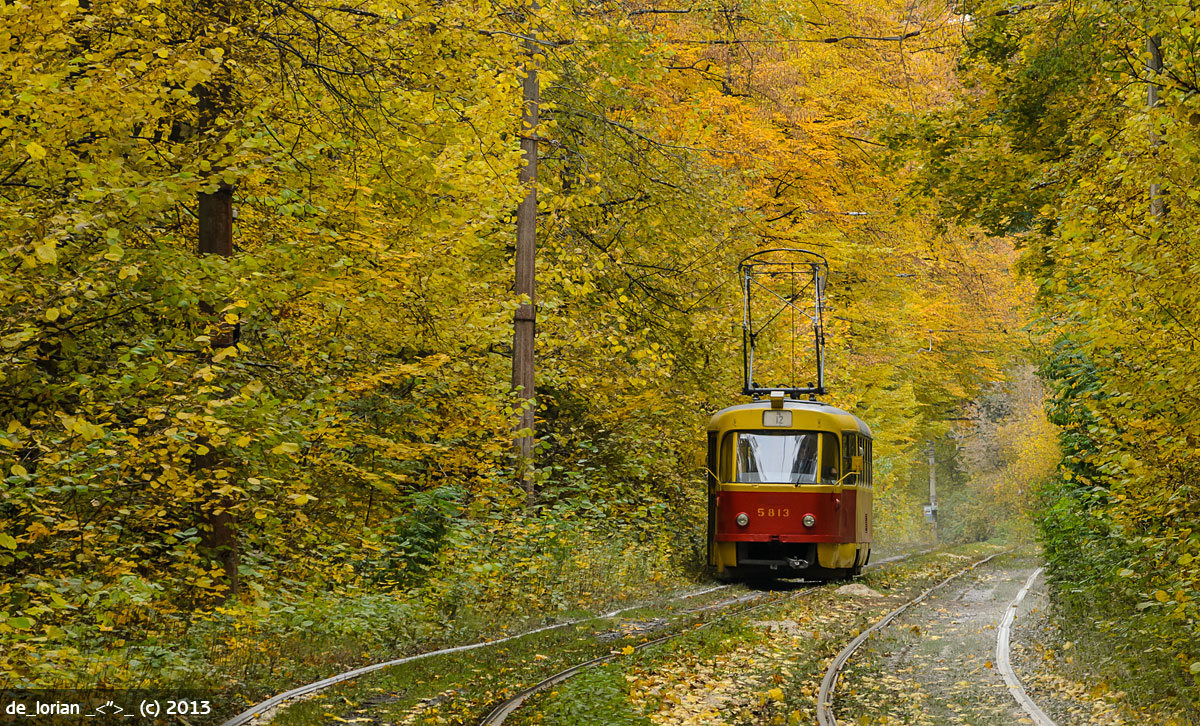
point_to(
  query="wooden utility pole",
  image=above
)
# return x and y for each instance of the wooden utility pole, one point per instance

_ _ _

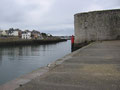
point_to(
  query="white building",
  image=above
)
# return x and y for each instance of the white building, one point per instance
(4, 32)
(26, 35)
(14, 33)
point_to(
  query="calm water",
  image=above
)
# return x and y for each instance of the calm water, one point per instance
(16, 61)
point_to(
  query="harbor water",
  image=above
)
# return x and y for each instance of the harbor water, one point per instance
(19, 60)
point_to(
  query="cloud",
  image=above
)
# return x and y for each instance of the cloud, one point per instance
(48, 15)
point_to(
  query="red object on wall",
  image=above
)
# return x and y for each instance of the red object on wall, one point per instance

_ _ _

• [Aim of the exercise]: Lines with "query": return each one from the data above.

• [Output of the exercise]:
  query="wooden utility pole",
  query="white building",
  query="calm water",
  query="harbor water",
  query="cloud",
  query="red object on wall",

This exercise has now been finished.